Without the pictures, write the listing below out again, line for line.

-- Opening Marker --

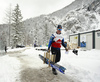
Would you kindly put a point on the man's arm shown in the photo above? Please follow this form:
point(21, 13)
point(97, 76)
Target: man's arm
point(64, 45)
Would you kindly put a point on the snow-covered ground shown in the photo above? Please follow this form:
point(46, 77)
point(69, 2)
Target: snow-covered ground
point(84, 67)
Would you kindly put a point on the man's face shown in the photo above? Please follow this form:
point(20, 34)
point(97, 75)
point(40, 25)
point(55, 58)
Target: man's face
point(59, 30)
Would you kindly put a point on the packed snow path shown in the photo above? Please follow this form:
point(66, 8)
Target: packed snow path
point(24, 65)
point(33, 69)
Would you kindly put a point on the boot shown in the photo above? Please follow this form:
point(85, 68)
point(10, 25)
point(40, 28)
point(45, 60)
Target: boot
point(54, 71)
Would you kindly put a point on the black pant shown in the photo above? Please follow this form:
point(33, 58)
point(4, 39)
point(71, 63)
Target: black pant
point(56, 52)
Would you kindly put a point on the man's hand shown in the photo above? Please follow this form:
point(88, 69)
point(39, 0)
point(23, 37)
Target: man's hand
point(66, 49)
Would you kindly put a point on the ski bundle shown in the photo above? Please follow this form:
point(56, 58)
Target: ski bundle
point(52, 64)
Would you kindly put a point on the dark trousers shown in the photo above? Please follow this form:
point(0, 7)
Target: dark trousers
point(56, 52)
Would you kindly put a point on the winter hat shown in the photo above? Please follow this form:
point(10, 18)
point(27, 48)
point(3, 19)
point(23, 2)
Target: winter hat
point(59, 26)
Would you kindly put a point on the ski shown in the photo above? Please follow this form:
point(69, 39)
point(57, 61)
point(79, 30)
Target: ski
point(52, 64)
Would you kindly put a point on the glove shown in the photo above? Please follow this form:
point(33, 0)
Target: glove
point(66, 49)
point(48, 51)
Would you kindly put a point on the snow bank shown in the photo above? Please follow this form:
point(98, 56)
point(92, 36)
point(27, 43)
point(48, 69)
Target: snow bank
point(9, 69)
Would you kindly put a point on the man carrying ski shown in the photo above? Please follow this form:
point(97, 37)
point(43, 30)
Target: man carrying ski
point(55, 43)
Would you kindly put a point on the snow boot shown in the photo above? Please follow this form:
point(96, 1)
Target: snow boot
point(54, 71)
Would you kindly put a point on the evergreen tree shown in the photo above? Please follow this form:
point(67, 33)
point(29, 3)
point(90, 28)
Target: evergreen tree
point(18, 36)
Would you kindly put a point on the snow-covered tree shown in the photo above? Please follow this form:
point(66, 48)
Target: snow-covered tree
point(17, 36)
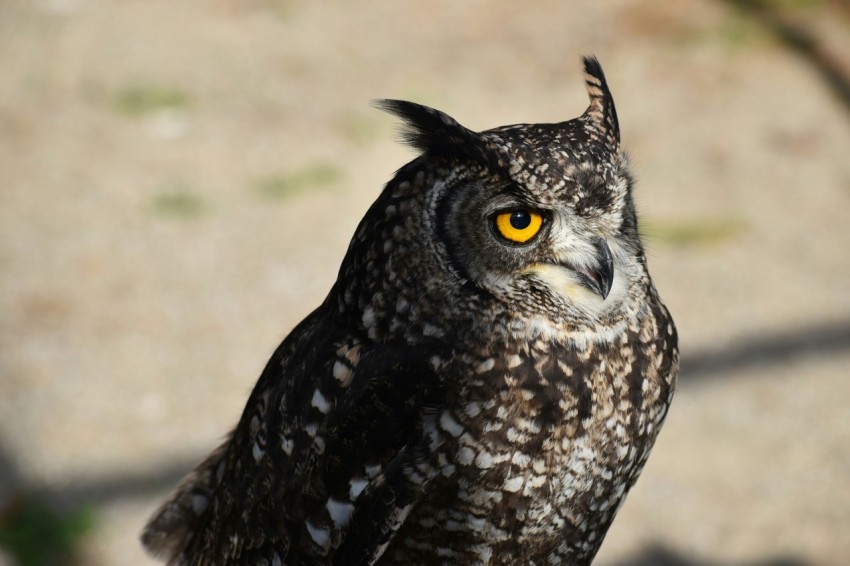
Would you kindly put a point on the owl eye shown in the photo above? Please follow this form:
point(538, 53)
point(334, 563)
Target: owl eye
point(518, 226)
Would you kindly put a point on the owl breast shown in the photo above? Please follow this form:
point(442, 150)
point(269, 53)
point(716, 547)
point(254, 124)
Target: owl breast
point(538, 447)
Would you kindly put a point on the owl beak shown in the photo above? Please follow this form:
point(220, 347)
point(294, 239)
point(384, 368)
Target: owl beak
point(599, 278)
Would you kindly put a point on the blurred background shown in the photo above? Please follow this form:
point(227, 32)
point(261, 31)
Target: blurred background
point(179, 182)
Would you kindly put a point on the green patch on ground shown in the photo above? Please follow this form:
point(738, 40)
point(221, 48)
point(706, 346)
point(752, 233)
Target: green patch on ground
point(33, 533)
point(178, 201)
point(359, 127)
point(282, 186)
point(146, 99)
point(694, 232)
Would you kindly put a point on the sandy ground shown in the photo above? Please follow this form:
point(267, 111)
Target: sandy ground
point(180, 181)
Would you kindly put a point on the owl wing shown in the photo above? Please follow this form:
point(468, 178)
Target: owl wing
point(329, 456)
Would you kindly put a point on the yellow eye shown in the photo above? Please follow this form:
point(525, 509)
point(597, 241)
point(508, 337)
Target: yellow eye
point(519, 226)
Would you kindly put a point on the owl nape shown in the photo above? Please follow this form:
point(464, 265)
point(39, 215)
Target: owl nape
point(482, 384)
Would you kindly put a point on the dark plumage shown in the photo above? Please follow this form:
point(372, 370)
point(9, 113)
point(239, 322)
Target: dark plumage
point(483, 383)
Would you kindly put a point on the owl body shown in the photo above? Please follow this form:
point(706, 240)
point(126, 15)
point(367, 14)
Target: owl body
point(483, 383)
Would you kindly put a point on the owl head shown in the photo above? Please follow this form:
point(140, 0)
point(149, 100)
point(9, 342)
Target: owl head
point(537, 216)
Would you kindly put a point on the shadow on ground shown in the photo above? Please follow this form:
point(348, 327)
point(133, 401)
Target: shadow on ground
point(661, 556)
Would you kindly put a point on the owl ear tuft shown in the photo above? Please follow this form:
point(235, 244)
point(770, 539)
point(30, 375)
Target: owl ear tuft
point(429, 130)
point(601, 111)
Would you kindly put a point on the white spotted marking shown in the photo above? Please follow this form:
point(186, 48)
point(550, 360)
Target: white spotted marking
point(356, 488)
point(485, 366)
point(320, 402)
point(520, 459)
point(484, 460)
point(342, 373)
point(513, 484)
point(319, 535)
point(450, 425)
point(199, 503)
point(465, 456)
point(340, 512)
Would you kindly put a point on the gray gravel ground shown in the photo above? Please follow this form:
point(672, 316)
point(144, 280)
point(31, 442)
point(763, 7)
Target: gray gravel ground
point(180, 181)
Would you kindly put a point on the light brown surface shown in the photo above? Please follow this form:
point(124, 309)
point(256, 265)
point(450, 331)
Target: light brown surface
point(132, 328)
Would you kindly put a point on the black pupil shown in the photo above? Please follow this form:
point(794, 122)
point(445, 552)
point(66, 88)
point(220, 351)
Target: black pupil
point(520, 219)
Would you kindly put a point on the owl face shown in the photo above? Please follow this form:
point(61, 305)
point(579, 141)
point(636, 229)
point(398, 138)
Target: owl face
point(538, 216)
point(545, 237)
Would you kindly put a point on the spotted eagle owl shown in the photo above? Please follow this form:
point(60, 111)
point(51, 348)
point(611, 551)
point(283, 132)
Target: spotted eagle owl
point(482, 384)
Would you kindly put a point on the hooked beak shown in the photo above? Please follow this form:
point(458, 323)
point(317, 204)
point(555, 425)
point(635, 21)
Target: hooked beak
point(599, 278)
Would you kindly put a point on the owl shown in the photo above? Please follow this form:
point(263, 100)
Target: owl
point(483, 382)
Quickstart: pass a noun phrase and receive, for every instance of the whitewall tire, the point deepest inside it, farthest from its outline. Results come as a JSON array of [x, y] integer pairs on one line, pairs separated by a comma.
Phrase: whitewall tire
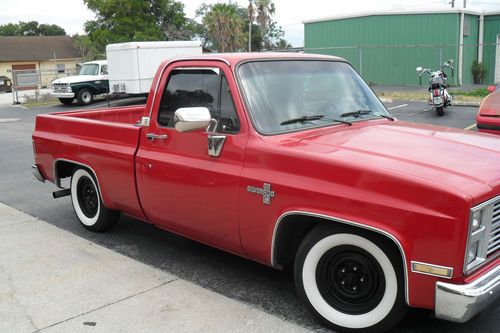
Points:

-- Closing Marker --

## Solution for this exercise
Would you kindly put a point on the man's arm shown in the photo above? Please follow this form:
point(21, 13)
point(97, 76)
Target: man's arm
point(64, 45)
Would you kindly put a point on the snow-covered ground shown in the photo above? Please follow this form:
point(46, 77)
point(69, 2)
Target: snow-covered ground
point(84, 67)
Would you kindly put a point on the man's face shown in the photo above? Please follow this form:
point(20, 34)
point(97, 75)
point(40, 25)
point(55, 58)
Target: man's face
point(59, 30)
Would you kindly put a point on the packed snow path shown in the photo above? Please follow this form:
point(66, 8)
Target: packed snow path
point(24, 65)
point(33, 69)
Would you kindly put a point on the boot shown in the photo above? Please follow this form:
point(85, 68)
point(10, 25)
point(40, 28)
point(45, 60)
Target: boot
point(54, 71)
Would you kindly put a point on the black pant shown in the photo above? Please follow this form:
point(33, 58)
point(4, 39)
point(71, 63)
Target: black pant
point(56, 52)
Would you kindly put a point on the man's hand shown in the photo above? Please follow this form:
point(88, 69)
point(39, 0)
point(23, 37)
Target: man's hand
point(66, 49)
Would you kindly put a point on the ski bundle shown in the photo above? Please follow this form:
point(56, 58)
Target: ski bundle
point(52, 64)
Would you kindly put a point on the dark trousers shown in the photo above? Please follow this form:
point(0, 7)
Target: dark trousers
point(56, 52)
Would you kindly put a point on the winter hat shown in the photo above? Please follow this form:
point(10, 18)
point(27, 48)
point(3, 19)
point(23, 2)
Target: winter hat
point(59, 26)
Would you kindly put a point on the ski shown in the photo above? Please follow this form:
point(69, 39)
point(57, 61)
point(79, 30)
Target: ski
point(52, 64)
Would you kindly put a point on the glove shown in the photo above? Please follow this form:
point(33, 0)
Target: glove
point(66, 49)
point(48, 51)
Would you kindly put a point on the snow bank shown in the photo above? Please follow this form:
point(98, 56)
point(92, 36)
point(27, 43)
point(48, 69)
Target: snow bank
point(9, 69)
Would you kindly put a point on the man carrying ski shown in the photo above? Please follow this form:
point(97, 37)
point(43, 30)
Target: man carrying ski
point(55, 43)
Would you kindly put a point on the snow boot shown in the photo above? Please follow this form:
point(96, 1)
Target: snow boot
point(54, 71)
Would you kindly put a point on the evergreen tree shown in the photo above? Please follow this form:
point(67, 33)
point(29, 3)
point(90, 28)
Target: evergreen tree
point(18, 36)
Would you kindly put a point on the snow-covered tree shown in the photo above? Please follow this form:
point(66, 48)
Target: snow-covered tree
point(17, 36)
Would you kindly put a point on the owl eye shown in the photo above? Please follow this form:
point(538, 53)
point(334, 563)
Target: owl eye
point(518, 226)
Would you kindly put a point on the owl breast shown in the photo above? Please follow this form:
point(442, 150)
point(269, 53)
point(716, 547)
point(254, 124)
Target: owl breast
point(538, 447)
Would you kindly put a point on the owl beak shown in the photo above? Please follow this form:
point(220, 347)
point(294, 239)
point(384, 368)
Target: owl beak
point(599, 278)
Would you kindly put a point on the blurred background shown in the photo above? Please follow this form:
point(227, 32)
point(261, 31)
Target: blurred background
point(179, 182)
Would you kindly put a point on the green patch on ground shown in the photo above? Please follow this form:
point(738, 40)
point(221, 48)
point(706, 346)
point(752, 233)
Target: green patch on ground
point(33, 533)
point(178, 201)
point(359, 127)
point(282, 186)
point(146, 99)
point(694, 232)
Would you kindly put a point on the sandy ground shown in the photo above? Please follow this form:
point(267, 111)
Target: sandy ground
point(180, 181)
Would you kindly put a point on the owl wing shown in the photo above? Please follow this form:
point(468, 178)
Target: owl wing
point(329, 456)
Would you kindly put a point on the yellow eye shown in the photo above? Please follow this form:
point(525, 509)
point(597, 241)
point(508, 337)
Target: yellow eye
point(519, 226)
Would you kindly put a point on the owl nape shown in the photo above? Please follow this form:
point(464, 265)
point(39, 215)
Target: owl nape
point(482, 384)
Would you kindly put a point on the dark plumage shown in the photo above? Please follow this form:
point(372, 370)
point(9, 113)
point(239, 322)
Target: dark plumage
point(483, 383)
Would you kindly put a point on the owl body shown in the photo above? Please follow this form:
point(706, 240)
point(126, 15)
point(367, 14)
Target: owl body
point(483, 383)
Would you kindly put a point on the owl head shown in the photo above? Please follow this form:
point(140, 0)
point(149, 100)
point(9, 342)
Target: owl head
point(537, 216)
Would you kindly put a point on the shadow on ground shown in the photo above? Please follow this form:
point(348, 327)
point(133, 401)
Target: shadow on ground
point(661, 556)
Would you kindly put a point on the owl ear tuft shown in the photo above? Please follow this form:
point(235, 244)
point(770, 539)
point(30, 375)
Target: owl ear tuft
point(429, 130)
point(601, 111)
Would you kindly put a point on the white spotted marking shown in the photo above? Please follow this form:
point(186, 48)
point(550, 360)
Target: white spotted marking
point(356, 488)
point(485, 366)
point(320, 402)
point(520, 459)
point(484, 460)
point(342, 373)
point(513, 484)
point(319, 535)
point(450, 425)
point(199, 503)
point(465, 456)
point(340, 512)
Would you kindly put a point on the gray gravel ground shown in the photo above? Please follow this form:
point(672, 316)
point(144, 280)
point(31, 442)
point(763, 7)
Target: gray gravel ground
point(180, 181)
Would you kindly put a point on the light brown surface shown in the photo above? Please follow this form:
point(124, 309)
point(256, 265)
point(450, 331)
Target: light brown surface
point(132, 328)
Would you kindly put a point on the black pupil shown in the photo above? Please follow this form:
point(794, 122)
point(445, 552)
point(66, 88)
point(220, 351)
Target: black pupil
point(520, 219)
Would you kindly put a point on the owl face shown in the photo above? Please follow this form:
point(61, 305)
point(579, 141)
point(636, 229)
point(398, 138)
Target: owl face
point(538, 216)
point(545, 237)
Would you kindly put a point on the spotted eagle owl shown in the photo above? Please follow this form:
point(60, 111)
point(51, 348)
point(611, 551)
point(283, 132)
Target: spotted eagle owl
point(482, 384)
Would you kindly put a point on the hooked beak shown in the photo above? Please follow this form:
point(458, 323)
point(317, 204)
point(555, 425)
point(635, 21)
Target: hooked beak
point(599, 278)
Would you kindly put a point on the owl shown in the photo above? Please follow this form:
point(263, 100)
Target: owl
point(483, 382)
Quickstart: pass a noun phrase and receive, for every instance of the whitewall tire, the point deepest inside it, farthest from its outline. Results come as a JSON array of [x, y] integer pairs on one line, pairs separated by a comma.
Phrase: whitewall tire
Points:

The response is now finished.